- [Brief]
Copy the items word for word, from their start through the line that contains "324, 50, 343, 82", and leave out the pictures.

▬▬▬▬▬▬▬▬▬▬

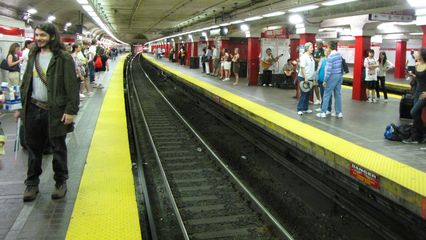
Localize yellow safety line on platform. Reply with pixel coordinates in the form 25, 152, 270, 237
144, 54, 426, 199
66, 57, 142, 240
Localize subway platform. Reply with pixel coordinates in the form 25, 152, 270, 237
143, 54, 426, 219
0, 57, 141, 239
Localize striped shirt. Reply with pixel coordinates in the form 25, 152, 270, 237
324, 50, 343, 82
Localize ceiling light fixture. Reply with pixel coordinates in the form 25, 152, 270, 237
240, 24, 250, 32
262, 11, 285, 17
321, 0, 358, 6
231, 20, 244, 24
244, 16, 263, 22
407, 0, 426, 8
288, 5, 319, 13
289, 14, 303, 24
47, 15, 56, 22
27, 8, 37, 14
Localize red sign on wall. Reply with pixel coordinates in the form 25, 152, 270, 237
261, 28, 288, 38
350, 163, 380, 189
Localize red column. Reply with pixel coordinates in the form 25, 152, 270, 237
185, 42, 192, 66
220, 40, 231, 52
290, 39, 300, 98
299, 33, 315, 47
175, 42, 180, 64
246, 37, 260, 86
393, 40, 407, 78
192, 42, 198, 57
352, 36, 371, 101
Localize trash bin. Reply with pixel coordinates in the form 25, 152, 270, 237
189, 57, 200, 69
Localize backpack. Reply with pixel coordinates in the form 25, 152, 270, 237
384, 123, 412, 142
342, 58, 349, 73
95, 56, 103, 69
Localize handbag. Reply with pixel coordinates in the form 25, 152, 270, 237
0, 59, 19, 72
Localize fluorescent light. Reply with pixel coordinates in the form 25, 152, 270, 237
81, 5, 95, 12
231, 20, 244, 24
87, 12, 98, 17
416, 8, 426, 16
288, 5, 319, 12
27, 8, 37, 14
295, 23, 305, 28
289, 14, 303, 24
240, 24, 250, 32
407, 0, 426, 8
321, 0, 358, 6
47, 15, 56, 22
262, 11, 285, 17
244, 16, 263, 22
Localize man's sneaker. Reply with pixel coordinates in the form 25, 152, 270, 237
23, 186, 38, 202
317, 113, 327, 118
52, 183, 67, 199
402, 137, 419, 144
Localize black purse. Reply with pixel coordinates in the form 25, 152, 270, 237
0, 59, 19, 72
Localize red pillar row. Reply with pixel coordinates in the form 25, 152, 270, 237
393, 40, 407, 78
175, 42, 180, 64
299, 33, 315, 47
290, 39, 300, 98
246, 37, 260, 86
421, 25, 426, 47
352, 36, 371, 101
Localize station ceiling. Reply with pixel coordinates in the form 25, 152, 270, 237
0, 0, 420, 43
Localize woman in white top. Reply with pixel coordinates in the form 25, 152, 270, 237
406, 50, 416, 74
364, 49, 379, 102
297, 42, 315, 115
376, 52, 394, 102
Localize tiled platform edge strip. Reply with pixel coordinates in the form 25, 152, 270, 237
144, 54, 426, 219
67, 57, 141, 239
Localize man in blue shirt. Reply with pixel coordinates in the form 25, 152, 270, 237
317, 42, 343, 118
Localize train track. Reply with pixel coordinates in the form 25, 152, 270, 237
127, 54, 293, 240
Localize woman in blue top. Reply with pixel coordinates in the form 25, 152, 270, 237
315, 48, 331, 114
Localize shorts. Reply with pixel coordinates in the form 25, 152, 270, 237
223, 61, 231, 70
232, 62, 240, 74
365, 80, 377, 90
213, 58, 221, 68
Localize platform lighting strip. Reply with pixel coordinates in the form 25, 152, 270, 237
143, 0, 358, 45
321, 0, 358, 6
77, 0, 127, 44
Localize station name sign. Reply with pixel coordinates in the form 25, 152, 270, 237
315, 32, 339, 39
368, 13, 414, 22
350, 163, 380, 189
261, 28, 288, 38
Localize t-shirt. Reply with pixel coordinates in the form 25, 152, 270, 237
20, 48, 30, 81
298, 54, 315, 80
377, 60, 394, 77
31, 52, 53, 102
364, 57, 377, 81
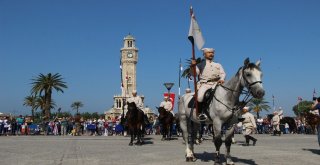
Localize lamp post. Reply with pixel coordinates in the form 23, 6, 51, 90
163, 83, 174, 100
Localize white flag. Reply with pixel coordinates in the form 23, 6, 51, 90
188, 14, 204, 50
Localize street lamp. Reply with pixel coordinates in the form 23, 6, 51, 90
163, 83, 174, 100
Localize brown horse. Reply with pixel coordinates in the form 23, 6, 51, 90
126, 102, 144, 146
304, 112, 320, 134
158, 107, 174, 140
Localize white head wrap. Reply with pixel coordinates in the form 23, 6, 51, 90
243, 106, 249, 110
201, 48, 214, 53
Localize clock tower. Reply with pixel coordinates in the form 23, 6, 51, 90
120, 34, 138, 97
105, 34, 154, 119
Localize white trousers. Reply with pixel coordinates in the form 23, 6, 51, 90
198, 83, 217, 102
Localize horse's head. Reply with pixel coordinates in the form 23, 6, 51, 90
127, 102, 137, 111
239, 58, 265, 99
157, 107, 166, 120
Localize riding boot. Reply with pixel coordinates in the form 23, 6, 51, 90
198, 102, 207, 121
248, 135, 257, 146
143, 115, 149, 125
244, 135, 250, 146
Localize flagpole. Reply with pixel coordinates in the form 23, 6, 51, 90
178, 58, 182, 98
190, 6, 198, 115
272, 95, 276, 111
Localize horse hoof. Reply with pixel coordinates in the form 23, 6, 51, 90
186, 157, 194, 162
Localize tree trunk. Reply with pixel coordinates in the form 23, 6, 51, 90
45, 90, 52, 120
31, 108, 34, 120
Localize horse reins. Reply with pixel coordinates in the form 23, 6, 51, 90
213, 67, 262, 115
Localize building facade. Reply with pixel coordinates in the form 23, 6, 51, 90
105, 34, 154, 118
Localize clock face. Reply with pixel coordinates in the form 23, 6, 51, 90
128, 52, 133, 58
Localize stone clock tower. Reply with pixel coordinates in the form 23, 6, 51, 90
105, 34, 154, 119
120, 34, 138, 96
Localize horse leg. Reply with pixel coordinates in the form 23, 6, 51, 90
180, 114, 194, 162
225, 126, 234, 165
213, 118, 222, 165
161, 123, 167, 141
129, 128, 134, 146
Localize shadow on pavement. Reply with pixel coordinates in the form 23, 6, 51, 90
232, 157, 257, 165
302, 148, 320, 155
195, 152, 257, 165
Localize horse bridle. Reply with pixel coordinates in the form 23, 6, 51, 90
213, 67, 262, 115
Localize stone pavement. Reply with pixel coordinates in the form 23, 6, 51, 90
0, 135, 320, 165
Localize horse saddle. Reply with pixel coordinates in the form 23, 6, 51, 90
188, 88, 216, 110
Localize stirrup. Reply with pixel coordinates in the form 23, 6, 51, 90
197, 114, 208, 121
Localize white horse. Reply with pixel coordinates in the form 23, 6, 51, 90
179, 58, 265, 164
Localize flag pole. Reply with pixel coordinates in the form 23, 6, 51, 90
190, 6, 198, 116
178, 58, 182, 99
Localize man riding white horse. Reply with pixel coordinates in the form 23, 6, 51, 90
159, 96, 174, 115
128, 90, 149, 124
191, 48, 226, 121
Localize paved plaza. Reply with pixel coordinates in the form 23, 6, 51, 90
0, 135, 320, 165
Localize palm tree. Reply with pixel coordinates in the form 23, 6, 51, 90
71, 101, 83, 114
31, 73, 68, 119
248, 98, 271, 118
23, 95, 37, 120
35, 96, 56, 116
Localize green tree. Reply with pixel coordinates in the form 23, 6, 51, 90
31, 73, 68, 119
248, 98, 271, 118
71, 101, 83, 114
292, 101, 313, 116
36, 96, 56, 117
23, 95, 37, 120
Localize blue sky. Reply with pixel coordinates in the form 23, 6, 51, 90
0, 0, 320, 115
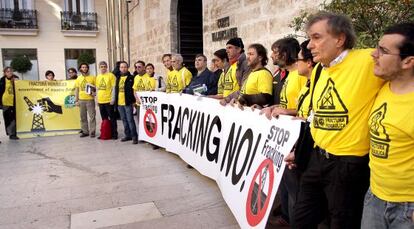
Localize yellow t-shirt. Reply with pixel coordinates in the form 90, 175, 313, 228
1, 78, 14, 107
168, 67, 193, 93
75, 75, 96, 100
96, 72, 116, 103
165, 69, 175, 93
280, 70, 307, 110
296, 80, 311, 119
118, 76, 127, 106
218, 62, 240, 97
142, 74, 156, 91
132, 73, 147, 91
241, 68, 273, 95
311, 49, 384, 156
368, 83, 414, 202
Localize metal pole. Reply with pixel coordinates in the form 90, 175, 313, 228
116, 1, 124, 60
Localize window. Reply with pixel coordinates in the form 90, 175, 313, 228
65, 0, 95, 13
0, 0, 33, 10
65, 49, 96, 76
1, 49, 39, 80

▬▬▬▬▬▬▬▬▬▬

- [Result of the exercise]
Localize yellow safety line on platform. Reply with pixel coordinates in the form 25, 152, 270, 237
144, 54, 426, 199
66, 57, 142, 240
Localize subway platform. Reply with pixel coordinates in the form 25, 152, 270, 237
143, 54, 426, 219
0, 57, 141, 239
Localize striped shirt. Reply with pixel coordinates in the form 25, 152, 270, 237
324, 50, 343, 82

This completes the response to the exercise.